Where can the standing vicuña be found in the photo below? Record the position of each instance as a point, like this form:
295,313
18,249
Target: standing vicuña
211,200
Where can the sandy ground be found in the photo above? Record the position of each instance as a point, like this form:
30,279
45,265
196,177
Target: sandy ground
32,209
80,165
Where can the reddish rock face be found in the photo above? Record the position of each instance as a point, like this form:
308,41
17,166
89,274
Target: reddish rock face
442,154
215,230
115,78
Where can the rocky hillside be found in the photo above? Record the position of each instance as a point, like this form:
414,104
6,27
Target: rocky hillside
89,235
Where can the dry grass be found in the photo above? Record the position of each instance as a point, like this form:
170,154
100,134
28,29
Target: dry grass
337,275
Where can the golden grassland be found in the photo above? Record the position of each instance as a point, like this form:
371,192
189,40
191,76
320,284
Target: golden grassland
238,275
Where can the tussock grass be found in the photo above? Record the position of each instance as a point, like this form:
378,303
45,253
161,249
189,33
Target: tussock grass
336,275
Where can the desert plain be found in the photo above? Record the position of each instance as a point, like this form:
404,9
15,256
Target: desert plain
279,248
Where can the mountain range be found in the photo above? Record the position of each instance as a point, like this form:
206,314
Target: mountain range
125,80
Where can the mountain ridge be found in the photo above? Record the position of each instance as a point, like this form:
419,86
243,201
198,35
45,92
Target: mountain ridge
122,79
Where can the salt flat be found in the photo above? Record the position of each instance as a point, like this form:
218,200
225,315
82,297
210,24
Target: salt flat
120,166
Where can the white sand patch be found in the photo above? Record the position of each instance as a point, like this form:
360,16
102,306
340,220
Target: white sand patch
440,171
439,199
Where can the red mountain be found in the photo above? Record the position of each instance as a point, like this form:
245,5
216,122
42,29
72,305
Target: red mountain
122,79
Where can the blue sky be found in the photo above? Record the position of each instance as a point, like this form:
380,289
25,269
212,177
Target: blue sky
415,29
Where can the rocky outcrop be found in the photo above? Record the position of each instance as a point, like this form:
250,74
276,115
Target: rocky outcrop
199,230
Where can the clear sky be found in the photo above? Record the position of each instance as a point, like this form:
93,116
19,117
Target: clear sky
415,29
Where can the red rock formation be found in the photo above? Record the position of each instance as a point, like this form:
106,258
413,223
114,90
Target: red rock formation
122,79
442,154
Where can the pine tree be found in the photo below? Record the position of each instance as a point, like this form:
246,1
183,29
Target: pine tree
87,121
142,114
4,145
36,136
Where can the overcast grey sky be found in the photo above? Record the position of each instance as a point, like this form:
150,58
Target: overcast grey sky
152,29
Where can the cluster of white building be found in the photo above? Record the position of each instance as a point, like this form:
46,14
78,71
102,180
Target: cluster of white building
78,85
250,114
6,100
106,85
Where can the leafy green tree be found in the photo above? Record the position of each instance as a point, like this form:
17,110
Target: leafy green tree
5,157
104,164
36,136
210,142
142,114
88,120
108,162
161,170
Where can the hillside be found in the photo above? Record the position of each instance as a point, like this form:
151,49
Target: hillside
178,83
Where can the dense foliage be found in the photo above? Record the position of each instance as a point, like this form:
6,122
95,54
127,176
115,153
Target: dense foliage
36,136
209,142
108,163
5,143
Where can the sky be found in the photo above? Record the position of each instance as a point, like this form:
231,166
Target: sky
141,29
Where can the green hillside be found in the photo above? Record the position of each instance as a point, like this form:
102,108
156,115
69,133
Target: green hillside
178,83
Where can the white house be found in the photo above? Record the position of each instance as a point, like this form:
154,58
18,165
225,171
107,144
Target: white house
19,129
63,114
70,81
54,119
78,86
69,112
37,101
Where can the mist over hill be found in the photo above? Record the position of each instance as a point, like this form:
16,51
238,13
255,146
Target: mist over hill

----

• **Task requirements**:
Rewrite every row above, swapping "Record" for "Mark" and leaving all other text unchanged.

• **Exercise solution**:
Where can the standing vicuña be found in the photo below? Mark the position of each instance as a point, like this form:
295,313
18,249
Target: standing vicuña
211,200
Where can the sandy ground be found in the photo above? Mark the position of each instance as a point, like this form:
30,279
45,265
196,177
Target: sandy ground
32,209
80,165
Where can the reddish rock face be found in the photo above? Mark the position of each instance as a point, like this form:
308,41
17,166
89,274
Target: reddish rock face
442,154
215,230
115,78
Where can the rocky hillside be found in the photo above? Mark the position of each instance as a point, like this form:
414,104
6,27
Target: rocky hillside
89,235
Where can the dry grass be found in the photo above? Mark the position of each instance as a point, like this form:
170,154
100,134
28,29
Target: dry grass
337,275
Where can the golden grassland be found in the photo above? Mark the position of each instance as a point, like this form:
371,192
189,40
191,76
320,284
Target: golden grassland
238,275
Where can the tussock grass be found in the photo above? Mark the position of each instance as a point, like this form:
378,303
45,253
161,249
189,33
Target: tussock grass
336,275
Where can the desert plain be found in the photo above? Mark the position of each instance as a point, like this form:
404,9
15,256
Target: desert plain
279,248
Where can the mountain range be found in the photo above? Mark the position of each instance as a point, like this form:
206,314
Target: mountain range
125,80
Where can the mountain ridge be found in the photo above? Mark the position of each instance as a point, like this form:
419,86
243,201
198,35
45,92
Target: mountain ridge
122,79
Where can the salt flat be found in the photo above? Mark the position of each instance as a point, like this form:
218,200
225,315
82,297
210,24
Target: salt flat
120,166
Where can the white sand patch be found in the photo above? Mark the position of each instance as a point, like this form:
360,16
102,306
340,220
Target: white sand patch
440,171
439,199
Where can the red mountain be found in the photo above? Mark the position of each instance as a point, like this form:
245,5
216,122
42,29
72,305
Target: red mountain
122,79
Where can the blue sky be found in the photo above? Mark the position of each instance as a point, like this form:
380,289
25,269
212,177
Target: blue sky
415,29
Where can the rocky outcrop be found in the photo above? Mark the position of each instance as a point, like this form:
250,74
276,115
Target: rocky outcrop
199,230
Where can the clear sky be found in the photo above? Mark the position of each instance as a point, like this form:
93,116
19,117
Target: clear sky
415,29
Where can the red rock formation be found in the photo above? Mark the position of each instance as a point, like this form:
106,258
413,223
114,90
Target: red rock formation
122,79
442,154
Where can the pine tree be found in the photo below? Mark the position of each instance as a point, like this form:
246,1
183,29
Target: pine tree
87,121
142,114
4,145
36,136
Where can the overcast grey sky be found in the photo above? Mark the position of each instance as a point, like this form:
150,58
Target: overcast grey sky
152,29
Where can the cluster of white building be found in the photo above? Mark the position of each instance as a point, like this form:
46,14
78,71
102,180
Target: cluster of white building
78,85
250,114
6,100
106,85
Where can the leafy green tree be found in the photo above? Mark the position of each instance as a point, like this form:
17,110
Target: leafy green tree
5,157
104,164
36,136
210,142
142,114
88,120
108,162
161,170
Where can the hillside be found in the photo above? Mark the position of each instance as a point, like this form:
151,49
Target: hillside
178,83
Where can the dense foliage be found in the photo above? Mark the position of each instance as a point, like this form:
6,122
95,54
127,176
115,153
Target: dense foliage
36,136
209,142
108,163
5,143
Where can the sky be found in the photo above? Mark the position of each instance as a point, like this form:
231,166
Target: sky
141,29
Where can the green hillside be found in the photo above? Mark the position of each instance as a point, like this form:
102,108
156,115
69,133
Target: green hillside
178,83
Where can the white house be found in the photo above? Mark the position of each instance as a point, like this form:
154,58
18,165
225,171
107,144
Target: white house
19,129
63,114
70,81
54,119
78,86
69,112
37,101
Where can the mist over hill be found in the photo above? Mark the position of each instance as a point, like this form:
16,51
238,13
255,146
Target: mist over hill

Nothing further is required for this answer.